Description of the task:
Reproduce the records below exactly, leaving their images out.
Top of Data excerpts
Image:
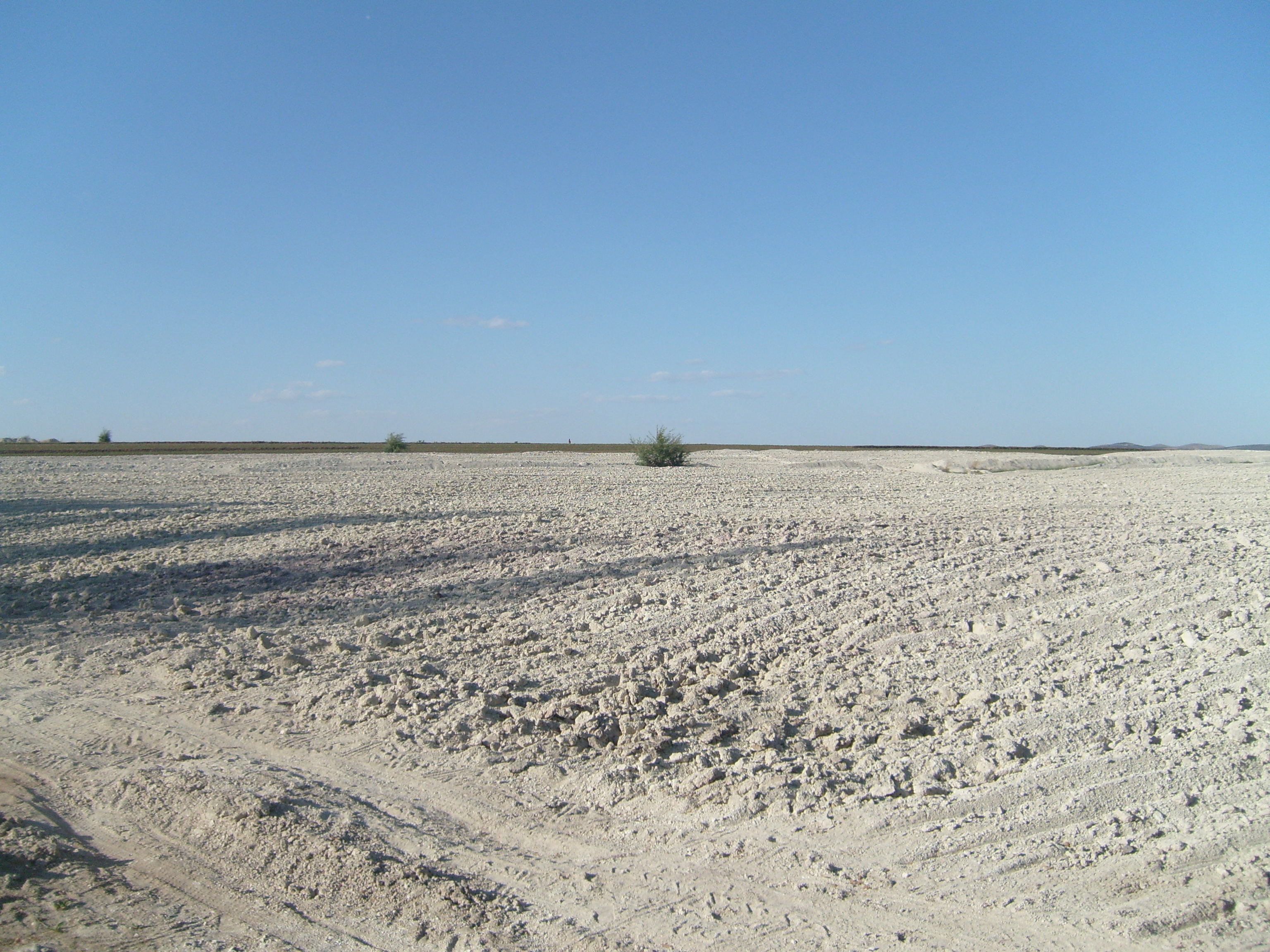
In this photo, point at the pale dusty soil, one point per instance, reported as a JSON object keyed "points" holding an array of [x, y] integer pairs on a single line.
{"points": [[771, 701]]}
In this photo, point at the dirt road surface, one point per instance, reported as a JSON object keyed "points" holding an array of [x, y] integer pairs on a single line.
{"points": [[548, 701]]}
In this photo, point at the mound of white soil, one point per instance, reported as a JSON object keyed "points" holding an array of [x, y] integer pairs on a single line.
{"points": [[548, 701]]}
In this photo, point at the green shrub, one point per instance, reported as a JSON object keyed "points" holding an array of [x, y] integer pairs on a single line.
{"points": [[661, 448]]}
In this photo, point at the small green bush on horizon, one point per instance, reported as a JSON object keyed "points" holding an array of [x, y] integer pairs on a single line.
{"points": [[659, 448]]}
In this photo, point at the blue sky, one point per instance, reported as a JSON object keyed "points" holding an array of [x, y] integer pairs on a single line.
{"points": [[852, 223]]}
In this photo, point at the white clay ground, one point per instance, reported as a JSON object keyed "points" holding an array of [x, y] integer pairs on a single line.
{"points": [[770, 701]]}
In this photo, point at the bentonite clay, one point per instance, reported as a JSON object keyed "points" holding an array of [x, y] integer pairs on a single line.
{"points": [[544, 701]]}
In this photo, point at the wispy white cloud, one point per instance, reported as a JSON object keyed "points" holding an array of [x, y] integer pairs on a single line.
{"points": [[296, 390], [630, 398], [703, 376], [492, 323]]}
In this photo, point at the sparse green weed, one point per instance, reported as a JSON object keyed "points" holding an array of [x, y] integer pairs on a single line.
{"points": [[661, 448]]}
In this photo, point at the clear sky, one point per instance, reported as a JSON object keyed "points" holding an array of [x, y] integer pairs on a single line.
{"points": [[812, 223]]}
Bottom of Data excerpts
Task answer:
Image:
In this photo, point at the pale dusty soil, one point per instance, reported as a JSON object keyed "points" holding an array of [x, y] integer pairs on a single line.
{"points": [[771, 701]]}
In this photo, point at the dirt road surface, one point per instance, reported as a JSON object keyed "points" holding an array of [x, y] integer pairs on a single line.
{"points": [[548, 701]]}
In this photo, point at the mound of white soil, one point per instance, reported as a JSON object keyed "points" holding an array of [x, y] integer pairs on a single line.
{"points": [[548, 701]]}
In this photo, point at the green shrub, one point per instance, reported as a JSON object keyed "points" holding an array of [x, y] integer pairs on a single line.
{"points": [[661, 448]]}
In this photo, point at the small green bush on horizon, one point per instance, reported as a JSON object keyed "points" holding an array of [x, y] integer pairs on a single line.
{"points": [[659, 448]]}
In this photo, point at the blue sky, one point per instance, reported as a JSON object keyed "points" holding an array of [x, y] integer pairs on a single line.
{"points": [[852, 223]]}
In this photo, point at the white clay ground, one point per instance, reported as a JSON object keyed "points" holding an array of [x, y] integer pairs on a single line.
{"points": [[770, 701]]}
In this photo, point at the bentonite clay, one point per instance, reported as a JSON object keyed "points" holding an array of [x, y] integer pairs on a single line.
{"points": [[544, 701]]}
In this photo, point at the wispy white cloud, one point per instance, reported as a JSON object keyed "points" holding an array of [x, y] integer pairs on a single line.
{"points": [[296, 390], [630, 398], [703, 376], [492, 323]]}
In this photo, point at the sparse green weed, one point per instance, reported as a JSON object keyed "points" holding an array of [x, y] integer pairs on a single line.
{"points": [[661, 448]]}
In this photo, point at the clear sky, one point per instance, reported as a JSON object keyed "points" holding an array of [x, y] integer pairs on a single line.
{"points": [[812, 223]]}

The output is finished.